**The records**:
** begin **
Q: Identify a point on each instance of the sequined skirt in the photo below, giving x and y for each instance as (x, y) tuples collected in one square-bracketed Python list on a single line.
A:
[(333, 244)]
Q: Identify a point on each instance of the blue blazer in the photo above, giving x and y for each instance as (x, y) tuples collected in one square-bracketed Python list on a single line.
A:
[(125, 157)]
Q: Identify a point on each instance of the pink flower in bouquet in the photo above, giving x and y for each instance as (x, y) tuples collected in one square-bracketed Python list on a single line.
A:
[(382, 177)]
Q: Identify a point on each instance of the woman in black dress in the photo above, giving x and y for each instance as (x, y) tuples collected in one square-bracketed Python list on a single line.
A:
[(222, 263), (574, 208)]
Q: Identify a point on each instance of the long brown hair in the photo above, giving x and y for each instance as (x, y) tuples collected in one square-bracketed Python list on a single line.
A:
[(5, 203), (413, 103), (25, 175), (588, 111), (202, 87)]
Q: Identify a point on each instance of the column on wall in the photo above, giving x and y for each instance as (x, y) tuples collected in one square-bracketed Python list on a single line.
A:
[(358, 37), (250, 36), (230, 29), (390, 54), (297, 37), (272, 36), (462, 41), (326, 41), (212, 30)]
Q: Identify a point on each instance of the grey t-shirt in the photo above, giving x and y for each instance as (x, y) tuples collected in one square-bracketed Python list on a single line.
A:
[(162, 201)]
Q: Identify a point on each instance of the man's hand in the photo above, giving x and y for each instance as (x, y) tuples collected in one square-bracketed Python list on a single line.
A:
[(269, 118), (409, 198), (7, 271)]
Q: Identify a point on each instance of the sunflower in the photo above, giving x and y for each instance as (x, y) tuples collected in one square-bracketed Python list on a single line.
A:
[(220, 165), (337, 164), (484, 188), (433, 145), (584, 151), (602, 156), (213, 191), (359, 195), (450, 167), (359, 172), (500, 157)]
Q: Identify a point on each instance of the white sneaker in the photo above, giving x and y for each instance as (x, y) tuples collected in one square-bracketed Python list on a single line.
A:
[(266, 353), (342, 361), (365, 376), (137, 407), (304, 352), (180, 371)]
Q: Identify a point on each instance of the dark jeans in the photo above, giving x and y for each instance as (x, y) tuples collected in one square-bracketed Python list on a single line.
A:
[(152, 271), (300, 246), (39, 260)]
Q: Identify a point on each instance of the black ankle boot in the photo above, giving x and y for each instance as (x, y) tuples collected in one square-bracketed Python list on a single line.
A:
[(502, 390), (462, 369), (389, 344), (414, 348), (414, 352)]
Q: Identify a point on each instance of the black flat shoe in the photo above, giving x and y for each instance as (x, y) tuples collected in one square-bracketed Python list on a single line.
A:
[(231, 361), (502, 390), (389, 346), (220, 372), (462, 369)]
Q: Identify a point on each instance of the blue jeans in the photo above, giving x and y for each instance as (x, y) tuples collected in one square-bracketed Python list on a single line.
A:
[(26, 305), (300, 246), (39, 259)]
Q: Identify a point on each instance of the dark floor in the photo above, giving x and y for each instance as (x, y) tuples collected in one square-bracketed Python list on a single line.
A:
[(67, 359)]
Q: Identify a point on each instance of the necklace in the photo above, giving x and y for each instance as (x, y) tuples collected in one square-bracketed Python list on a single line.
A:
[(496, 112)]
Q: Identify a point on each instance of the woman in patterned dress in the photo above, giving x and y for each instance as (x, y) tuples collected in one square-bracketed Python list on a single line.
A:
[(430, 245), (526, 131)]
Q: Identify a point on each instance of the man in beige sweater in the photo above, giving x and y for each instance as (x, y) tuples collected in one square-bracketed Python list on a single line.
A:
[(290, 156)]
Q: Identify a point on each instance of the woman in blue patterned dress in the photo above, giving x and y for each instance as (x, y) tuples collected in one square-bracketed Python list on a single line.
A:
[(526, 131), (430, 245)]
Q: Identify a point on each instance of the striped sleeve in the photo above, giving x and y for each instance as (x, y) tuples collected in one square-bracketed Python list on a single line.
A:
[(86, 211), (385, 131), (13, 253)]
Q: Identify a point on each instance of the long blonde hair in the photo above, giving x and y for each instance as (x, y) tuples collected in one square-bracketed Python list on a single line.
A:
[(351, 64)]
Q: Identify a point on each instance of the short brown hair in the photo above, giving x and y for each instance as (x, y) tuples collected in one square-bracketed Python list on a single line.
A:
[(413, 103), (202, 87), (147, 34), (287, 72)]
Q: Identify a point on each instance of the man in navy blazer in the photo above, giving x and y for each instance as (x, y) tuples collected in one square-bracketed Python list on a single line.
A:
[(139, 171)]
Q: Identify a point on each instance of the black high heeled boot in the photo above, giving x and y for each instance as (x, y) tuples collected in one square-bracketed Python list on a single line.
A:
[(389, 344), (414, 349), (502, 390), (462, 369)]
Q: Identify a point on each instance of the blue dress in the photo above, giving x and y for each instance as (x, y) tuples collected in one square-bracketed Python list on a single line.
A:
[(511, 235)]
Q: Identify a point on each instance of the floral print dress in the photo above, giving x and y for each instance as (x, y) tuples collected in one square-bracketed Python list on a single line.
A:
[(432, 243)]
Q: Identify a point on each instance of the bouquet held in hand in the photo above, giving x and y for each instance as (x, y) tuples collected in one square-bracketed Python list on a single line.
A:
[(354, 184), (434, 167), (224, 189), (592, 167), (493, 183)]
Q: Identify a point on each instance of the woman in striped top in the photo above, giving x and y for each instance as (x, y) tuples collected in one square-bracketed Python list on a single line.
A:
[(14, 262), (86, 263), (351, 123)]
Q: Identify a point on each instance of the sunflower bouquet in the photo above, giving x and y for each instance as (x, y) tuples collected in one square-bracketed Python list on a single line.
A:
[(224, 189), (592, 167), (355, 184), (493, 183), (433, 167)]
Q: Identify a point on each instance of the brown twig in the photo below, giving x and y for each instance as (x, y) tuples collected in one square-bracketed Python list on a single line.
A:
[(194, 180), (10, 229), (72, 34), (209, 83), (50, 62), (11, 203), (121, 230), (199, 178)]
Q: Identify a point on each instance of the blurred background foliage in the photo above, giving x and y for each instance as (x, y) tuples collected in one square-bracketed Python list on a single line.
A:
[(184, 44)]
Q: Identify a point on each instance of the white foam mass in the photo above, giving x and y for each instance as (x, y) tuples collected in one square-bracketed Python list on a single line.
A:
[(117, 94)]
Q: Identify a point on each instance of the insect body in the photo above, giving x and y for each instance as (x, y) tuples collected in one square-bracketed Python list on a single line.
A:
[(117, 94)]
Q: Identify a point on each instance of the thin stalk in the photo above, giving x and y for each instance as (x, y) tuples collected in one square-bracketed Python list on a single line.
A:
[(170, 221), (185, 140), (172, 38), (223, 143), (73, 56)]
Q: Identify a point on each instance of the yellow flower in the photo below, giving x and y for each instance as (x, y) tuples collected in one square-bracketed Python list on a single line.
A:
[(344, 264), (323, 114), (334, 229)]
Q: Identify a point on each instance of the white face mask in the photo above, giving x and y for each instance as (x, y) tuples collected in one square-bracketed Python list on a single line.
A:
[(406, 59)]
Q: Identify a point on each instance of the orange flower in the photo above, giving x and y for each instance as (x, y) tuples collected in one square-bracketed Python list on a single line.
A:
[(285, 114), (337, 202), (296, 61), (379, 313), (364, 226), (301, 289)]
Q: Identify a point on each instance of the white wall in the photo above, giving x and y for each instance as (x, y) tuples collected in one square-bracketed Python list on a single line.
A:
** end **
**Problem to work on**:
Rewrite the rows from the start through the line containing "[(382, 177)]", replacing "tuples" with "pairs" and leaving everything else unchanged. Give only those lines.

**Correct answer**:
Q: Identify a point on each instance of the sequined skirt in the photo below, giving x and y for each instance as (x, y) pairs collected in one square-bracketed Python list on a single line.
A:
[(333, 244)]
Q: Identify a point on each instance of the blue blazer in the photo above, giving x and y for each instance as (x, y) pairs collected in one square-bracketed Python list on a single line.
A:
[(125, 157)]
Q: Identify a point on each instance of the pink flower in bouquet in the photo above, giving x and y for each instance as (x, y) pairs collected in one square-bracketed Python list on a single line.
A:
[(382, 177)]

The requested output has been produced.